## Text extract
-*-

In theory, when a child has been killed, the process or other children could create further children, making killing never end. However, this is very unlikely to happen, unless the process monitors its children and recreates them when they disappear. But then such a process should not do that in its cleanup handlers.

Fork

The main thread creates first the control thread. Later, it could execute a fork(), not immediately followed by an exec(). This would make a copy of the process address space when the control thread is running, and possibly at a point in time in which the values in it are inconsistent. In particular, a printf() could have filled a buffer and not yet flushed it. In order to avoid races, there is then a need for the main thread to wait until the control thread is in a safe state. Note that atfork() handlers help only in avoiding deadlocks, but not in other kinds of races. Note also that when it is not possible to make threads reach a safe state, only asynch-signal-safe functions can be called between fork() and exec(). Moreover, ensuring that the control thread reached the point in which it waits for signals guarantees that the kill signal is accepted and served when the main thread starts to execute its actions.

Exit

When we want to kill a process, what is important is the state of the objects that the process shares with other related, and unrelated processes. Its internal data and its threads are not much important. They become important if they access such objects. If exit() first stopped all threads and then called the exit handlers, then there should be no need to cancel threads: each module would register an exit handler that performs interprocess cleanup. Alternatively, the cleanup handlers could perform it. Note that since threads are not stopped at exit() before the exit handlers are called, then they need be stopped in the exit handlers so as to prevent them to change the interprocess state. But this means to cancel them. The exit_group() system call terminates all threads, and is executed when an exit() is done. The exit handlers are executed before the threads are terminated (they are executed before all other actions such as file closing, flushing, etc.). Killing threads from within exit handlers is not simple: it would require to know the threads of the process, which is not possible unless the process reckons them. Exit handlers have also the restriction that they can be registered, but not de-registered. Again, this means that when there is a simple, known way to restore the interprocess state, and threads do not interfere with such restoration this can be done in the control thread or in an exit handler, otherwise, graceful killing must be done (which could be more lengthy because it would terminate threads and restore the intraprocess state, that in some cases has little impact on the interprocess state).

-*-

## Exercise tasks
[a] In the process-termination text, which system call terminates all threads and is executed when exit() is done?
[b] Copy the stretch of the process-termination text from "In theory, when" through "its cleanup handlers.".
[c] List each distinct name in the process-termination text that is written with a pair of parentheses after it.

## Extracted entries
-*-

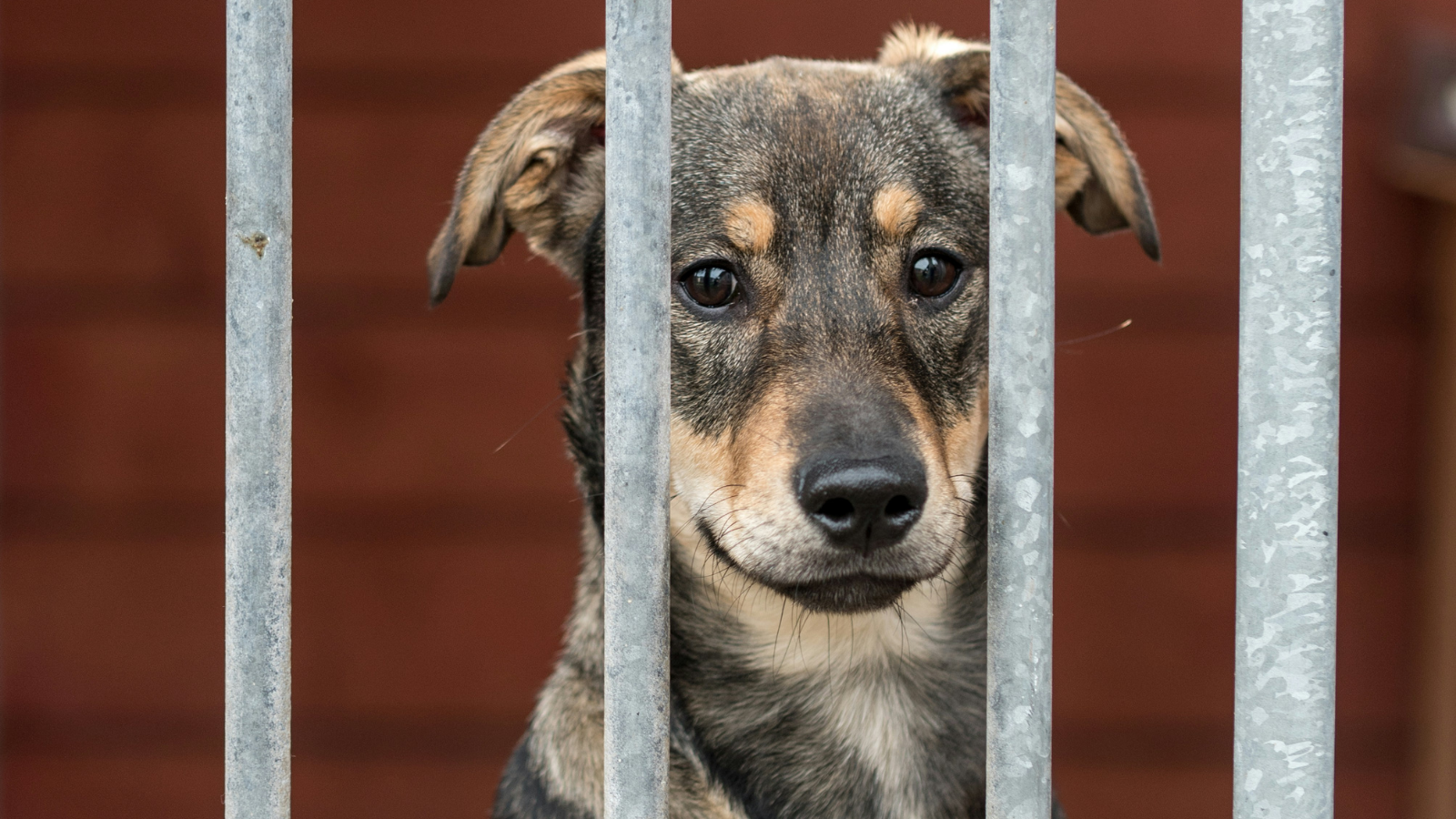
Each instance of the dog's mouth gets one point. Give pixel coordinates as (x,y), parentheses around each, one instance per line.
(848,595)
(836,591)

-*-

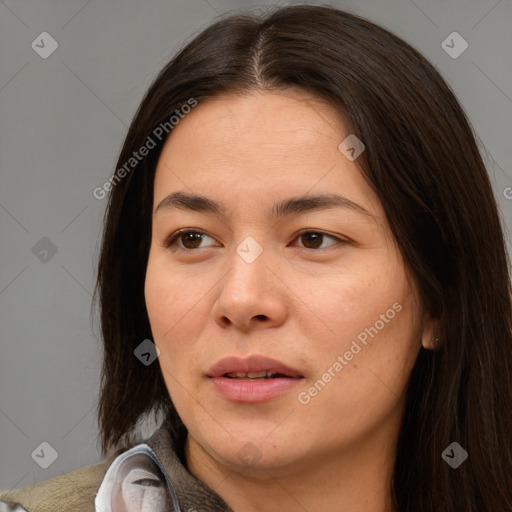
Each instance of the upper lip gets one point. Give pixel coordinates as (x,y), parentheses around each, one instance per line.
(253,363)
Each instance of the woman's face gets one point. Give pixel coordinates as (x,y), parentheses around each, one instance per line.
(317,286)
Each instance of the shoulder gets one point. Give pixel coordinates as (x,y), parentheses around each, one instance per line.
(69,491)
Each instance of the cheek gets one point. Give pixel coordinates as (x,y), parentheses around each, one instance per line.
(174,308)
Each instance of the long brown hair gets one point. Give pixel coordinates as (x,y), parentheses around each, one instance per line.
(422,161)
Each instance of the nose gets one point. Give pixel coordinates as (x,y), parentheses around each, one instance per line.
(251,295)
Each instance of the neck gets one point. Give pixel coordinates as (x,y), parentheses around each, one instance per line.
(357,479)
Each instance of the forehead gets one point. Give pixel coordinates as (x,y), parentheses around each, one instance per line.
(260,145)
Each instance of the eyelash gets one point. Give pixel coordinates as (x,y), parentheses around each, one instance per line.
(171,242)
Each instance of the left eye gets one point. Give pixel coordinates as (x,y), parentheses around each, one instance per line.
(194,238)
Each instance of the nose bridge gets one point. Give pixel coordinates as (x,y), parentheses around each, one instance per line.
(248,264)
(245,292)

-*-

## Solution set
[a] exit_group()

[b]
In theory, when a child has been killed, the process or other children could create further children, making killing never end. However, this is very unlikely to happen, unless the process monitors its children and recreates them when they disappear. But then such a process should not do that in its cleanup handlers.

[c] fork(), exec(), printf(), atfork(), exit(), exit_group()